* **WHAT YOU SHOULD DO**:
Repeat precisely the span of lines below that opens with the line containing "Query: **wooden decking board**" and closes with the line containing "Query: **door hinge**", both included.

* **EXTRACTED ENTRIES**:
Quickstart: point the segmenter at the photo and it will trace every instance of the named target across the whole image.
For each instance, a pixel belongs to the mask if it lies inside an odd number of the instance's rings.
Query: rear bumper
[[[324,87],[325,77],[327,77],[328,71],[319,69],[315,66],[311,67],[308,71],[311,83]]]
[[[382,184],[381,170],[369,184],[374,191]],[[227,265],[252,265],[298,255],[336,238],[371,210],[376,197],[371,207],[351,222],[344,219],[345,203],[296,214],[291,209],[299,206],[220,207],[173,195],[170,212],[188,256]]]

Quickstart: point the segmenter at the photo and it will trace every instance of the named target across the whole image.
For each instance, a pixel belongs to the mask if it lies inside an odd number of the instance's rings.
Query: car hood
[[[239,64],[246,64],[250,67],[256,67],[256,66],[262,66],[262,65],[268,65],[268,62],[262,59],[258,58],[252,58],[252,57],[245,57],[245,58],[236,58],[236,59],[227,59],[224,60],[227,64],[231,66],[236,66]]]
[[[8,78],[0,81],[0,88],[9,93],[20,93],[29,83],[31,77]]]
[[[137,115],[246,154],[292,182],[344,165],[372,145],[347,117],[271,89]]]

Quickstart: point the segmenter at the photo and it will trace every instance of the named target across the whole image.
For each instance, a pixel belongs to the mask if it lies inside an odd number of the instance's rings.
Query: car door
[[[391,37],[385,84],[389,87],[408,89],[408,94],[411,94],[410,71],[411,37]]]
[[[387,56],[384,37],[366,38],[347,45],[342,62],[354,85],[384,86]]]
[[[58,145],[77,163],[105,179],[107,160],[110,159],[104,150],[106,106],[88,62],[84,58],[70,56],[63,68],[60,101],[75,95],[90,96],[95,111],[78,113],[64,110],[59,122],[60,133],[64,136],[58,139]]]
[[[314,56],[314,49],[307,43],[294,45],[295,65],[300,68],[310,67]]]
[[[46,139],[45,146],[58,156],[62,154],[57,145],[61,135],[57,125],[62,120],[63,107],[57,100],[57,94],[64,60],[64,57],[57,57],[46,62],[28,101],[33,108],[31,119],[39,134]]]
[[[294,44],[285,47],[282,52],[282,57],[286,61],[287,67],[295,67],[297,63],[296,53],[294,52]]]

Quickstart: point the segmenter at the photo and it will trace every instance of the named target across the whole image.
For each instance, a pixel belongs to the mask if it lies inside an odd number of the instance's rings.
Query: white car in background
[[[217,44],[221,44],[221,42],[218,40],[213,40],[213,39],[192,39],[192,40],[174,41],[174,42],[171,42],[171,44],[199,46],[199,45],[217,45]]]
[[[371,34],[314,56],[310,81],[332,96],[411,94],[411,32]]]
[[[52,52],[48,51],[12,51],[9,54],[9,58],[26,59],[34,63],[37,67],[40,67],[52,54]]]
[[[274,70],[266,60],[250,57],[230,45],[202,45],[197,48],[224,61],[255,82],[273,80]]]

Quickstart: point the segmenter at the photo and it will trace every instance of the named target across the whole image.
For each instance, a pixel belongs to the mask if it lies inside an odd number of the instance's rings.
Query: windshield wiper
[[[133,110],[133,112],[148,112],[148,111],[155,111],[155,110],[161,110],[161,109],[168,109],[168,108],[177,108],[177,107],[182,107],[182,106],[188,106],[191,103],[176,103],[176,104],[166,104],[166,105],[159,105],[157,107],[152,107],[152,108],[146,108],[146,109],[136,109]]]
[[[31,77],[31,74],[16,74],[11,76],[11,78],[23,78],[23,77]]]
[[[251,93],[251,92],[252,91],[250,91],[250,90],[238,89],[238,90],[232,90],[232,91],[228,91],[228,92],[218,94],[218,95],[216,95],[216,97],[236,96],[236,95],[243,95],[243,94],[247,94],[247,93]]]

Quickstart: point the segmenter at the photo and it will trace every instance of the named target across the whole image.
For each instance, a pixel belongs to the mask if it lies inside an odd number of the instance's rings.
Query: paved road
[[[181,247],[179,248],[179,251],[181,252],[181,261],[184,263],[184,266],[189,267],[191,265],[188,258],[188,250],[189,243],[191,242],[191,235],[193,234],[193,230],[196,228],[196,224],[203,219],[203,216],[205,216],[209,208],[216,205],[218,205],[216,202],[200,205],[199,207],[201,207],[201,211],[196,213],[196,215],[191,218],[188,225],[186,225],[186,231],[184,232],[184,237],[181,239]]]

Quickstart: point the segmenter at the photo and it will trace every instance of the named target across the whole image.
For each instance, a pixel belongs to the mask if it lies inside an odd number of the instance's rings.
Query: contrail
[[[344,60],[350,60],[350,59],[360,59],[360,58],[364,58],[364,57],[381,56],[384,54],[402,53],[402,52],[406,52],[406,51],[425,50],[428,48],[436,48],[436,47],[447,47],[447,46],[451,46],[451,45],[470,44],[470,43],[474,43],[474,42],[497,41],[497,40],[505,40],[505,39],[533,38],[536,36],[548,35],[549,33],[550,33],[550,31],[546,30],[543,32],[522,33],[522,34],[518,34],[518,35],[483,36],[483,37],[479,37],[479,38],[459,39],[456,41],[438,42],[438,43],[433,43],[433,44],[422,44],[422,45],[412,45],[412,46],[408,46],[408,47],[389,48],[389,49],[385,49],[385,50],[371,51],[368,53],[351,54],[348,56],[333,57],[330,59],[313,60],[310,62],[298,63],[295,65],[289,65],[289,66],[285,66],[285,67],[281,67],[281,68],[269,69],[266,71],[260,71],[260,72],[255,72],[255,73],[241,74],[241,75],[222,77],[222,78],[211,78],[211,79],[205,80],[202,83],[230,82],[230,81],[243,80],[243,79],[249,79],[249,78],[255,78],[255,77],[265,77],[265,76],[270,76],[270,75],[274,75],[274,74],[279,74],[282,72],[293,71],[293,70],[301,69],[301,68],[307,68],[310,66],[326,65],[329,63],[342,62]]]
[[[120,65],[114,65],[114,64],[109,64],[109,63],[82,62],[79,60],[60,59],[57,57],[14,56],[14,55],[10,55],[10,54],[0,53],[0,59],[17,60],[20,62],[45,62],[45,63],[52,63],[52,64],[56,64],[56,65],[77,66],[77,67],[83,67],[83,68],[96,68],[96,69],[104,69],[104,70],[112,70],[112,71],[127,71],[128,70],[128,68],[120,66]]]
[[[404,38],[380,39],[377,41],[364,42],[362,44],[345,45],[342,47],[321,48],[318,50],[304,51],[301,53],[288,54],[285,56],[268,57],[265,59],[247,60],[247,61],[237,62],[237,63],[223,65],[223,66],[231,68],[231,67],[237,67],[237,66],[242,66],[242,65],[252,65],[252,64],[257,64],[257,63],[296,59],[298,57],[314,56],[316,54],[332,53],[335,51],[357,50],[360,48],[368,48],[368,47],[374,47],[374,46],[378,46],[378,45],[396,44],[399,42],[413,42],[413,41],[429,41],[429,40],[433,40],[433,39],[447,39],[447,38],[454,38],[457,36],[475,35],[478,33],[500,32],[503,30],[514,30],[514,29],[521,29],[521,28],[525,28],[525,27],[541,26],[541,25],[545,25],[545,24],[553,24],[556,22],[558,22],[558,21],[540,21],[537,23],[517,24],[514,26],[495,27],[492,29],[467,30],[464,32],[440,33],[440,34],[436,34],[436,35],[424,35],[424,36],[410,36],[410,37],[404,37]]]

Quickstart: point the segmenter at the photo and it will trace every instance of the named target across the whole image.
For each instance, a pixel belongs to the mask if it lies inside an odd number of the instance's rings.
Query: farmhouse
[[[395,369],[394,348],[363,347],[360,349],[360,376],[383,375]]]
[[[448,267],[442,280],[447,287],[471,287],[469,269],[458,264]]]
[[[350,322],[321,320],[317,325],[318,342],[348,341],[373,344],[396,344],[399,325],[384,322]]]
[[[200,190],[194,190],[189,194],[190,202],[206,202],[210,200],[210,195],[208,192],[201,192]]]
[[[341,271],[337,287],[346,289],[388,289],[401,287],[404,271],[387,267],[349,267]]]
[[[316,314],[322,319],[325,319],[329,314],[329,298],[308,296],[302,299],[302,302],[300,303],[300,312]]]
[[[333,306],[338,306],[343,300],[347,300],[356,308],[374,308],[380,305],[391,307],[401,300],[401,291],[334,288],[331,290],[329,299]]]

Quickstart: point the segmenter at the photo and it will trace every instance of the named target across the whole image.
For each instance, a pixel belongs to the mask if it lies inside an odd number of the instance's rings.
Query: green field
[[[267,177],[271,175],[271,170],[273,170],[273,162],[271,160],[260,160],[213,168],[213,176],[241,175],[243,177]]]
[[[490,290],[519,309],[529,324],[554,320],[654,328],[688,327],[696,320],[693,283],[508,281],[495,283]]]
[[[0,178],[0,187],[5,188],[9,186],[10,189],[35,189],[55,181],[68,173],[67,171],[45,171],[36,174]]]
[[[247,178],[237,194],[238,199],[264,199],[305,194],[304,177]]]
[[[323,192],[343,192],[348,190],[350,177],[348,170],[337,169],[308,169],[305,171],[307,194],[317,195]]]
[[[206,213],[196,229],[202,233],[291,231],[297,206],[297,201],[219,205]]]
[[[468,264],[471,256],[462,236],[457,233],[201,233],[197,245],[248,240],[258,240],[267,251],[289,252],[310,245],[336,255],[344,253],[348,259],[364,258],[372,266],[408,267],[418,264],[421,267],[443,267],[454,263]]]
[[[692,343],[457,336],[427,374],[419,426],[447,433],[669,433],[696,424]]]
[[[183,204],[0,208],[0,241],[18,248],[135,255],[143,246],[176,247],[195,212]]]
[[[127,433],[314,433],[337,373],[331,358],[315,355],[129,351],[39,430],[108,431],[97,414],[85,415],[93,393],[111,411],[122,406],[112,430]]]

--

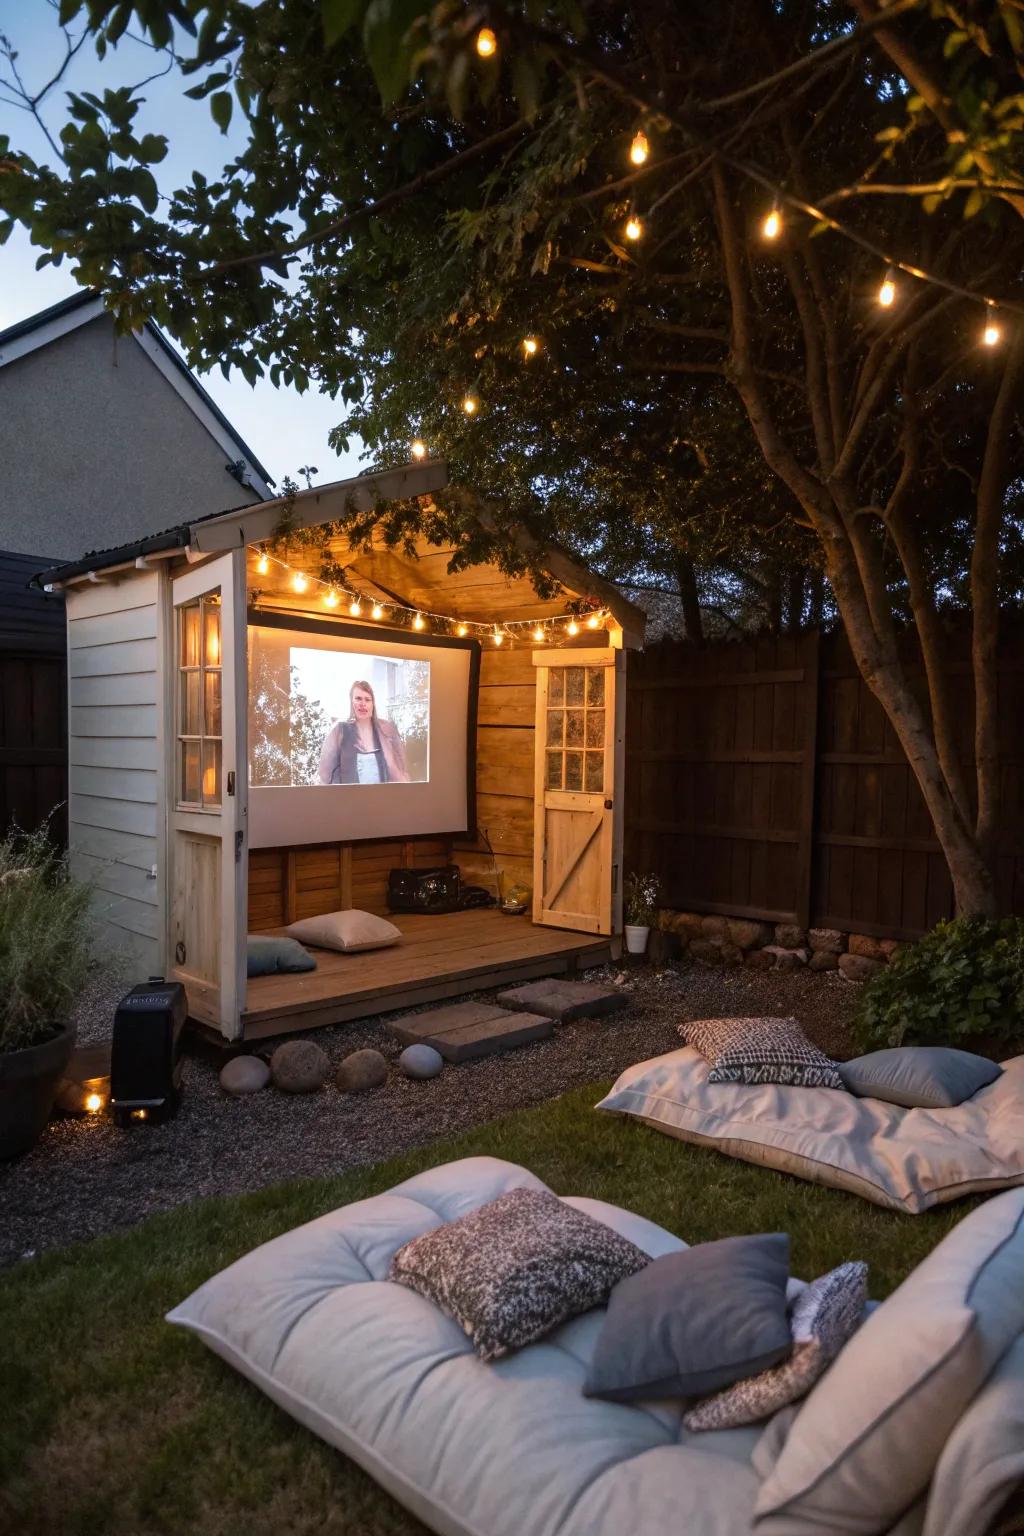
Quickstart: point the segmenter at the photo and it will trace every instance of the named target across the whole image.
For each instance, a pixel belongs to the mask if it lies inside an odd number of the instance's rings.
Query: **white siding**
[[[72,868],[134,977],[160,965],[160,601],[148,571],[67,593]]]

* * *

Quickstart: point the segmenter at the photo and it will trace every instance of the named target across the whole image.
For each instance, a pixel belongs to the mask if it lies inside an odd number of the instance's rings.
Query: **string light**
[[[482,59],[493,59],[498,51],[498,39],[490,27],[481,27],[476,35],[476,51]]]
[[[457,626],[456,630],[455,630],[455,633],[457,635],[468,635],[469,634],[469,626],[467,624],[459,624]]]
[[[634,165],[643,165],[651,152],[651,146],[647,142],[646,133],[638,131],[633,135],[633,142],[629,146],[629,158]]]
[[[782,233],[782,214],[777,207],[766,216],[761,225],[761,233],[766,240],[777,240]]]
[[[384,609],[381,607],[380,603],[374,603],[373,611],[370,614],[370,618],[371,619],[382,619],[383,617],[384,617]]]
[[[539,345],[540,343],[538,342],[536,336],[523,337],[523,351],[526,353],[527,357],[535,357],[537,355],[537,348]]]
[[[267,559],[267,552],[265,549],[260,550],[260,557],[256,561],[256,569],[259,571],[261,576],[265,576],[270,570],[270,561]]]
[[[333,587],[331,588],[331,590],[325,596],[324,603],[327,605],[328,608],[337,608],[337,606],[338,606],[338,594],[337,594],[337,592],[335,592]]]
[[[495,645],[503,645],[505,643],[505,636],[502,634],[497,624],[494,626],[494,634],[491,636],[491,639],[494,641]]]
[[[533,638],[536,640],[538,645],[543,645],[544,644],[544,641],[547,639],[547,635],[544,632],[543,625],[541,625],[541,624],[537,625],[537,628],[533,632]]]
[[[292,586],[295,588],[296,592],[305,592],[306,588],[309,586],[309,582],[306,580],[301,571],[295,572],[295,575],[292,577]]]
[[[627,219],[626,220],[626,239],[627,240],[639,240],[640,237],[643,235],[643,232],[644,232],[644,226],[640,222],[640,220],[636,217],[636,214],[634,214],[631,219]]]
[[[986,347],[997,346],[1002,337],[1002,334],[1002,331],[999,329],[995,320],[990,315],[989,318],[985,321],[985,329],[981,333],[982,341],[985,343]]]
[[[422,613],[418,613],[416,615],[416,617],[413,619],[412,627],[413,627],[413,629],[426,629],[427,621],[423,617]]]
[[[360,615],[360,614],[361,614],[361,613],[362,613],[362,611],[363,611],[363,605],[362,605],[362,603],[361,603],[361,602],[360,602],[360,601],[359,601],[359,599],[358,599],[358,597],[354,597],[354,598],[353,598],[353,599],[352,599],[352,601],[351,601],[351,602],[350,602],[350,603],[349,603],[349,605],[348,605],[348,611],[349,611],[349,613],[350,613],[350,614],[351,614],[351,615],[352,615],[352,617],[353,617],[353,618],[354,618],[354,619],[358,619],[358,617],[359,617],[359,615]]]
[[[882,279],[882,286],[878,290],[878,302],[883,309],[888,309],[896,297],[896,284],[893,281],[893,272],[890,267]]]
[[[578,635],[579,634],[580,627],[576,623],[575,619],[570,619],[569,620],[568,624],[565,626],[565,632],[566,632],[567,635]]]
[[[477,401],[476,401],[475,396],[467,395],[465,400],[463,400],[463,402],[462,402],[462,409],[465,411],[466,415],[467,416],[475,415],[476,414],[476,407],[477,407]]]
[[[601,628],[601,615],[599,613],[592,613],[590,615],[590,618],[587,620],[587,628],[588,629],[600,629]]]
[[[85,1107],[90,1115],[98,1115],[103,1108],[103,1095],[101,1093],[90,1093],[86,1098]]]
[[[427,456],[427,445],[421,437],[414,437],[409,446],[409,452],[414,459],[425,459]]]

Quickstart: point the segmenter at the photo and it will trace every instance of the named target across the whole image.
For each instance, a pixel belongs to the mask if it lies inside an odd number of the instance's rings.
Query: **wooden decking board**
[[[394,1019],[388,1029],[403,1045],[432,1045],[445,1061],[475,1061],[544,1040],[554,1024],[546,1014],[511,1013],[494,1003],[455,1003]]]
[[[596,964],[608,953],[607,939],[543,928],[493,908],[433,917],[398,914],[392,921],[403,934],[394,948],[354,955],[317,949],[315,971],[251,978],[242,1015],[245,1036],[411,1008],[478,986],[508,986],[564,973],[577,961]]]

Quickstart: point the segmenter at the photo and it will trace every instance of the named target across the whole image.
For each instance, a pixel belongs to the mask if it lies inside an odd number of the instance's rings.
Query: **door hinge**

* **ANSWER BOX**:
Query: **wooden decking board**
[[[394,1019],[388,1029],[403,1045],[432,1045],[445,1061],[475,1061],[544,1040],[554,1024],[546,1014],[511,1013],[494,1003],[455,1003]]]
[[[596,964],[608,953],[607,939],[543,928],[493,908],[433,917],[398,914],[392,921],[403,934],[394,948],[354,955],[317,949],[315,971],[251,978],[242,1015],[245,1036],[411,1008],[478,986],[508,986],[564,973],[577,961]]]

Quickstart: point the segmenter at the photo and it will trace every instance of the named target across the whole image.
For each instance, a pixel belongs to the mask if it lies inside an odd number of the instance's rings.
Query: **door hinge**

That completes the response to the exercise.